Image point grounding data:
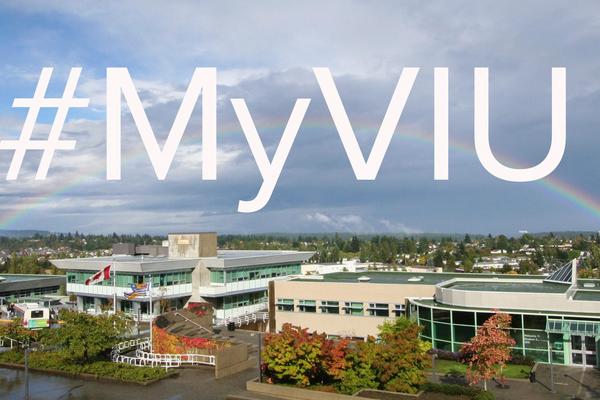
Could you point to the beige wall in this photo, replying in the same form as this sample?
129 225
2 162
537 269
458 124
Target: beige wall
342 324
192 245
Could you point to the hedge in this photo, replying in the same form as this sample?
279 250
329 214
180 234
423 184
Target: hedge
104 369
473 392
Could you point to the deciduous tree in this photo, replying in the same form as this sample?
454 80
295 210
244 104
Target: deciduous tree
488 352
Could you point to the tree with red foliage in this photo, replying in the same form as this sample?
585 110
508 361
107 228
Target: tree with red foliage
487 353
301 358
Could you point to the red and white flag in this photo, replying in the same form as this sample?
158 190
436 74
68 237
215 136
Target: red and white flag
102 275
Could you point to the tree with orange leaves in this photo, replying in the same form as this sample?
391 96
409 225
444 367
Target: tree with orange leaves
487 353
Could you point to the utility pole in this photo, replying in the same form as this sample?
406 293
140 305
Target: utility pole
27 371
260 357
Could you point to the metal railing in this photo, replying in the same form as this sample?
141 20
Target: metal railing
244 319
144 358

#### Work order:
What you return should match the entries word for word, pictures aside.

#### Answer space:
Could you point to the beige wall in this photo, replying in the same form as this sample?
129 225
2 162
537 269
458 124
Target: beige wall
342 324
192 245
Could you point to the hedge in this photo, replying in the same form as this sample?
279 250
329 214
180 234
423 184
Target: hedge
104 369
473 392
Could you point to the deciduous tree in this photo, replying in the same form as this sample?
454 80
295 210
244 104
Target: deciduous tree
488 352
Could you point to the tree with red foliage in this photo, replying in the same form as this sample?
585 110
508 361
107 228
Target: tree with red foliage
487 353
301 358
Could you point to the red and white flag in this photo, replying in the same form as this sample?
158 190
436 74
68 237
215 136
Target: red and white flag
102 275
Could you point to the tree with orange leaves in this photo, replying in the same form as this sample?
391 96
409 225
444 367
Target: tree with orange leaves
487 353
Could you point to the utility pole in this photo, replying in the same form as this sample?
406 293
140 305
Target: utility pole
27 371
260 357
Could you point to the metal railing in this photo, replying in the same form as this sample?
141 20
Target: metal railing
244 319
144 358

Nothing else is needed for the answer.